### To be done
Swap "scattered rock" for "loose stone" throughout the data below, and leave every other character unchanged.

╭─ Extracted material

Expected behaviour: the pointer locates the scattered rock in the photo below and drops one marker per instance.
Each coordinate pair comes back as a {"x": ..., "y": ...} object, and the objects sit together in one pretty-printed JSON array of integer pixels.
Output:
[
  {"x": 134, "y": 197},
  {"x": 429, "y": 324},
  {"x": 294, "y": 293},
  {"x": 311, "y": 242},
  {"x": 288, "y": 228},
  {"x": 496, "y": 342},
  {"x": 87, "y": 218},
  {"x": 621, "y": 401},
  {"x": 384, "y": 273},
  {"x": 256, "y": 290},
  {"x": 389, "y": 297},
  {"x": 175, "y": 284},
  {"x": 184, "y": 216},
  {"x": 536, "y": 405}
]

╰─

### In response
Expected behaviour: the pointer locates the loose stone in the photo below and drops one marker per instance.
Each coordinate pair comes back as a {"x": ..., "y": ...} object, and the objects sit together in one pretty-printed JSON array of integer pixels.
Output:
[
  {"x": 134, "y": 197},
  {"x": 429, "y": 324},
  {"x": 294, "y": 293},
  {"x": 311, "y": 242},
  {"x": 288, "y": 228},
  {"x": 496, "y": 342},
  {"x": 87, "y": 218},
  {"x": 621, "y": 401},
  {"x": 384, "y": 273},
  {"x": 256, "y": 290},
  {"x": 389, "y": 297},
  {"x": 175, "y": 284},
  {"x": 184, "y": 216},
  {"x": 536, "y": 405}
]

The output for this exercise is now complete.